* _GIVEN PROBLEM_:
In the TiVo guide defect thread below, which game did the scheduled recording actually capture instead of Cincy at Pgh?

# Tivo guide/pass defect



## wmhjr (Dec 2, 2007)

Confirmed today with Tivo. NFL game (Cincy at Pgh) rescheduled from 1pm to 8:20pm on NBC today (28 Dec). NFL changed the time/network a full week ago. Tivo.com shows guide correctly.

Tivo Roamio Pro (both) and Tivo Premier as well as Minis all show Cincy at Pgh still playing at 1pm. Shows NFL "TBA" in program guide on NBC at 8:20pm.

Forced connection with all Tivos. 

Restarted Roamio Pro.

Finally, with support, cleared program data and went through guided setup all over again on Roamio Pro.

No change in data. Had I not manually checked, the game would NOT have recorded - period. Tivo validated that there is apparently a defect in the guide update process and cannot explain the issue. This is not the first issue by far, but is the first one I noticed in advance enough to create a manual recording.


----------



## reneg (Jun 19, 2002)

My Roamio Pro shows TBA for tonight's game too, but I have a "NFL Football" wishlist set up so it records all the NFL games.


----------



## wmhjr (Dec 2, 2007)

A wishlist for ALL would probably get it recorded. A season pass - or even a straight recording using the guide, would not record the correct game. Neither would a wishlist which specifically called out one or more teams.

I left my scheduled recording active, and it recorded what it "thought" was the correct game. But obviously, the Tivo was incorrect, and what it really recorded was the Browns-Ravens game. I went to a different unit and manually setup a recording. It is still on my "To Do" list. The first unit has no further recordings scheduled, so clearly without the manual recording it would not have recorded.

* _STORED ROWS_:
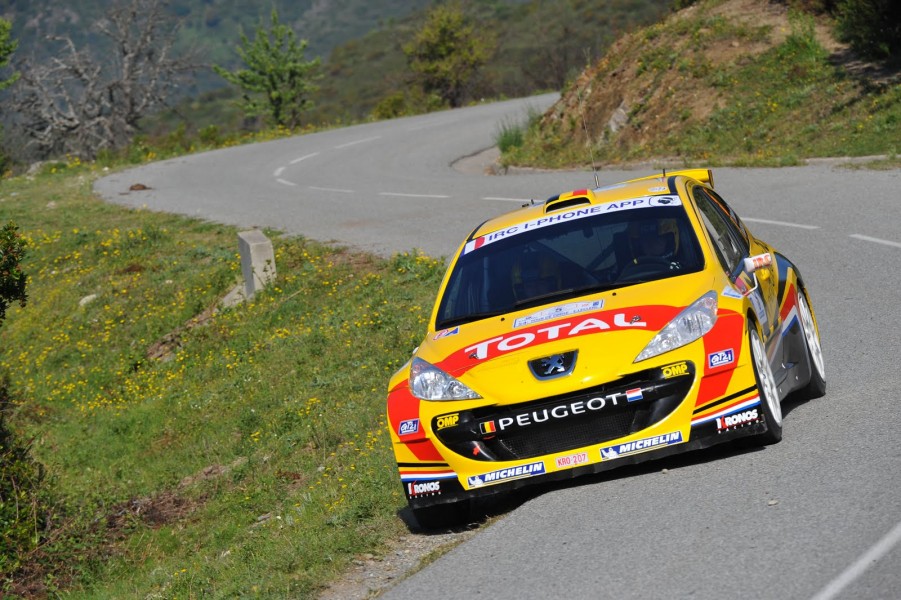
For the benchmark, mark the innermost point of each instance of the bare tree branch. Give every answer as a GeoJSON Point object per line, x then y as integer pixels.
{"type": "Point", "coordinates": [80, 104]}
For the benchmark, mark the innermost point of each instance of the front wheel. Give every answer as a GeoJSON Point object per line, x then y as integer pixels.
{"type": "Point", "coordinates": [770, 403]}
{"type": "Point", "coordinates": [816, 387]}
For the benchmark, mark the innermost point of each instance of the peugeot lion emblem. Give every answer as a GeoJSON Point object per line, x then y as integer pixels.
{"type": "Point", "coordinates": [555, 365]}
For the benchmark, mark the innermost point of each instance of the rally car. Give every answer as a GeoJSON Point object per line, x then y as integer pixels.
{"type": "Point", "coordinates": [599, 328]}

* _FINAL ANSWER_:
The Browns-Ravens game.